本文:

┏━━

Peer Review

日本では,開業医の先生方がレセプト(診療報酬明細)審査の主力となっている.第一線の臨床医がレセプト審査をするって,医者の自治,自己責任,peer review,まあ,言葉は何でもいいんだが,素晴らしいことだ.

だってそうじゃないか.公開された規則に基づいて,実際の診療内容について,臨床の現場にいる医者同士がお互いに批判しあうということだ.こんなすごい仕組みを持っているのは日本だけだろう.世界に誇るこの仕組みのゆえに,日本の医療費のコストパフォーマンスが世界中で群を抜いている(国民1人あたりの医療費が安い割には世界一の長寿国)のではないかと私は思っている.

他の国では(医者に任せておいたら,仲間内でデタラメをやるのではないかという疑念故に)医者の免許を持っていない査定専門の事務官か,医師の免許を持っているとしても,査定ばかりやっている専門職にやらせるだろう.外部機関の審査とか言えば聞こえはいいけど,現場の人間としては,現場を知らない人間が何を言うかってことになる.

それが極端な形になったのがアメリカで悪名高いマネージドケアだろう.カネカネカネっていう頭しかない人たちに医療が牛耳られているって思うから,医者が面白くないんだ.

日本でのレセプト審査って,まるきり奉仕活動でだ.誇りがないとできない.レセプト審査に携わっている先生方は,どのような誇りを持って審査をやっていらっしゃるのだろうか.

┗━━

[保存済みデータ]
┏━━

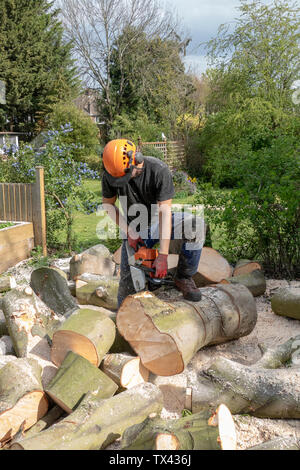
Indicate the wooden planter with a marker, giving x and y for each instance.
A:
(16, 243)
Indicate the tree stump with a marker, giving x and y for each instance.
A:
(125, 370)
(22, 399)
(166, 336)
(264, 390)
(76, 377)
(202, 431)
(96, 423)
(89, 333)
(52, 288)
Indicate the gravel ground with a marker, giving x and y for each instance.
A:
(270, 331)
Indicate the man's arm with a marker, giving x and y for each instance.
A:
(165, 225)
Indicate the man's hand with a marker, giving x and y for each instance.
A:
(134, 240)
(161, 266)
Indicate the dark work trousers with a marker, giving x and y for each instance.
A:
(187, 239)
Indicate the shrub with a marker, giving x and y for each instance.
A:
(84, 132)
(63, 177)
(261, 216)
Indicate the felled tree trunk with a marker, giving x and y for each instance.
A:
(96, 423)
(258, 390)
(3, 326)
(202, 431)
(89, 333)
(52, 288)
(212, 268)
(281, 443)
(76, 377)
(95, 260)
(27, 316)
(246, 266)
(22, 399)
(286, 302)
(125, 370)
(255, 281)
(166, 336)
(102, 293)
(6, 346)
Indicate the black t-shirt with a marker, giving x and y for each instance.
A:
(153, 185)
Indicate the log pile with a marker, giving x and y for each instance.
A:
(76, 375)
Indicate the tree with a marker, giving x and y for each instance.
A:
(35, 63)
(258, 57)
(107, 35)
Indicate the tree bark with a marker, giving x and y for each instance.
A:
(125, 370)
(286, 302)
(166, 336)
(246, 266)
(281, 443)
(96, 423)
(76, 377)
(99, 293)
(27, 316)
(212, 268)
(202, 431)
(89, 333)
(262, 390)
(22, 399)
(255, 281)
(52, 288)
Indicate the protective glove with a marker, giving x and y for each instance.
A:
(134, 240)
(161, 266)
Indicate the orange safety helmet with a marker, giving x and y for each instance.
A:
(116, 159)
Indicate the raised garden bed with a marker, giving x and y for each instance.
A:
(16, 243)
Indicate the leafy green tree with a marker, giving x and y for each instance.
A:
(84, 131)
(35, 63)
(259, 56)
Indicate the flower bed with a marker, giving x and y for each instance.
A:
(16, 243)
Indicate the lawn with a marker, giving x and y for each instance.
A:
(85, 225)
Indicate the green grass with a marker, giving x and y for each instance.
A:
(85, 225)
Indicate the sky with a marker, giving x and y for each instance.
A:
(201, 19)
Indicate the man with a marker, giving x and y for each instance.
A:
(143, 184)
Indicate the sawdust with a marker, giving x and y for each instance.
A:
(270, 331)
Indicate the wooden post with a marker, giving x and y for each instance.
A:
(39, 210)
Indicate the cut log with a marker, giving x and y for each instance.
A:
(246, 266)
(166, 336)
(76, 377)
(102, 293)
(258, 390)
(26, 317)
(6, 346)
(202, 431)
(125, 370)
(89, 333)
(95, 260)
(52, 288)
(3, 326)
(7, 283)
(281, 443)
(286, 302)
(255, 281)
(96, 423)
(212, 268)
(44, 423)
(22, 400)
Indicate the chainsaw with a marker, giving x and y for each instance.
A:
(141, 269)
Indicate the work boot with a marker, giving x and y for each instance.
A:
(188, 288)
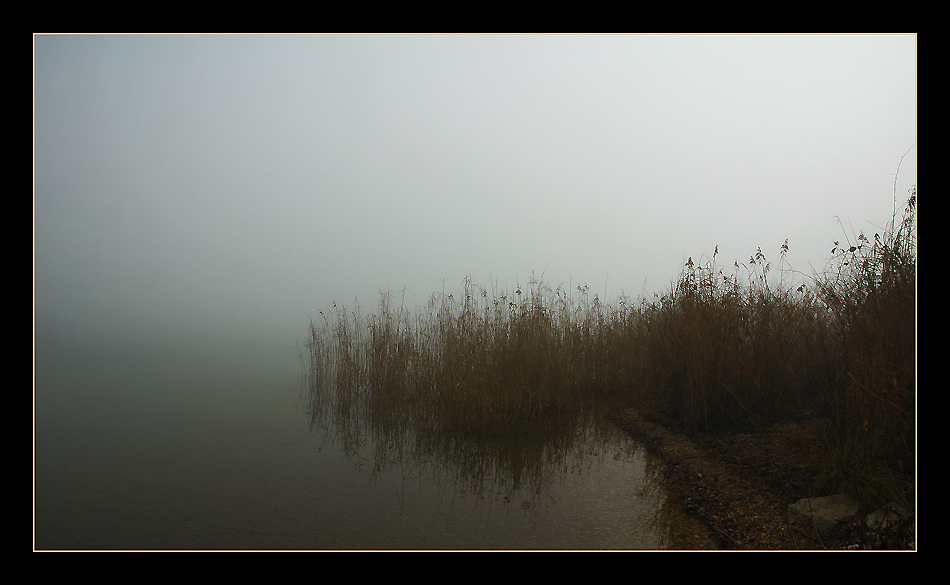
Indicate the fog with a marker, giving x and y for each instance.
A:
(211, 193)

┗━━
┏━━

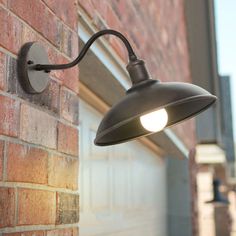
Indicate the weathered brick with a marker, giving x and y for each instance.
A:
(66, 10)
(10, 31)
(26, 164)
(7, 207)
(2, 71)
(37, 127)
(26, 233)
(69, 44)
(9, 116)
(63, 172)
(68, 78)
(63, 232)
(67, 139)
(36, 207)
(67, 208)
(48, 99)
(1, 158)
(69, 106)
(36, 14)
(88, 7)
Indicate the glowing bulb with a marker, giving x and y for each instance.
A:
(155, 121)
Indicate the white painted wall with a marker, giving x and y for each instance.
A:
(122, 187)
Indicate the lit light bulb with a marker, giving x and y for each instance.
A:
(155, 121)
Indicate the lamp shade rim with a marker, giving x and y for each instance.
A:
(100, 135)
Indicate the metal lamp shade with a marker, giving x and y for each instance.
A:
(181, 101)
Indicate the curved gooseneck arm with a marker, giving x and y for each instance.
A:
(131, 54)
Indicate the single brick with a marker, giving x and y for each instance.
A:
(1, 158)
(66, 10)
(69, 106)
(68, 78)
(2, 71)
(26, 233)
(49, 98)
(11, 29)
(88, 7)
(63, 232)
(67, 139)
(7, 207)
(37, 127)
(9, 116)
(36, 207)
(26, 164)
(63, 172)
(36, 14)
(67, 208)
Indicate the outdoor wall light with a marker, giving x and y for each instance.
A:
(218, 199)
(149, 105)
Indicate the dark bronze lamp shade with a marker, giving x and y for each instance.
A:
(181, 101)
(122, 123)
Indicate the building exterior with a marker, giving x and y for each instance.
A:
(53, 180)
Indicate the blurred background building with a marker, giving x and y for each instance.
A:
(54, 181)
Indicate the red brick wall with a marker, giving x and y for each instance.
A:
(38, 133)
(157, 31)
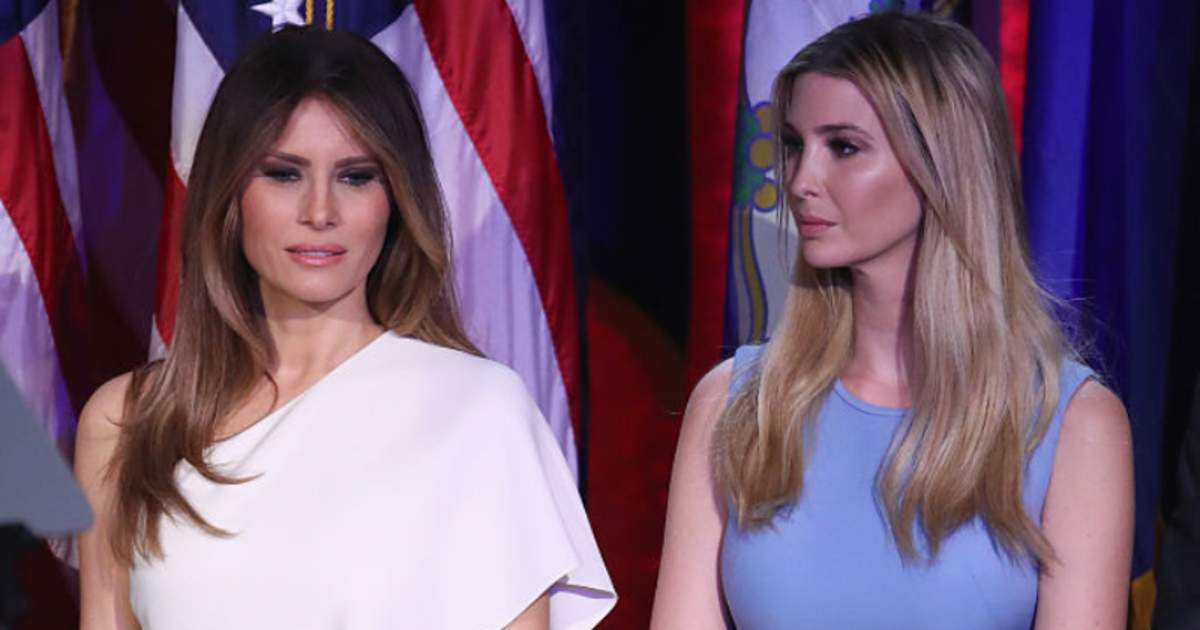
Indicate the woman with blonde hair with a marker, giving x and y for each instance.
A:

┗━━

課題:
(a) レセプト審査についての本文から、「他の国では(医者に任せておい」から「っていらっしゃるのだろうか.」までをそのまま引用してもらえますか?
(b) レセプト審査についての本文の内容を、2文でまとめてもらえますか?
このデータは別の出典から取ったものです。

解答:
(a)
他の国では(医者に任せておいたら,仲間内でデタラメをやるのではないかという疑念故に)医者の免許を持っていない査定専門の事務官か,医師の免許を持っているとしても,査定ばかりやっている専門職にやらせるだろう.外部機関の審査とか言えば聞こえはいいけど,現場の人間としては,現場を知らない人間が何を言うかってことになる.

それが極端な形になったのがアメリカで悪名高いマネージドケアだろう.カネカネカネっていう頭しかない人たちに医療が牛耳られているって思うから,医者が面白くないんだ.

日本でのレセプト審査って,まるきり奉仕活動でだ.誇りがないとできない.レセプト審査に携わっている先生方は,どのような誇りを持って審査をやっていらっしゃるのだろうか.

(b) 日本では開業医がレセプト審査の主力で、臨床の現場にいる医者同士が公開された規則に基づいて互いの診療を批判しあう仕組みがあり、筆者はこれが日本の医療費のコストパフォーマンスの高さにつながっているのではないかと考えている。他国では医師免許のない事務官や査定専門の職員が審査を行い、その極端な形がアメリカのマネージドケアだが、日本のレセプト審査は奉仕活動であり、誇りがなければできないと筆者は述べている。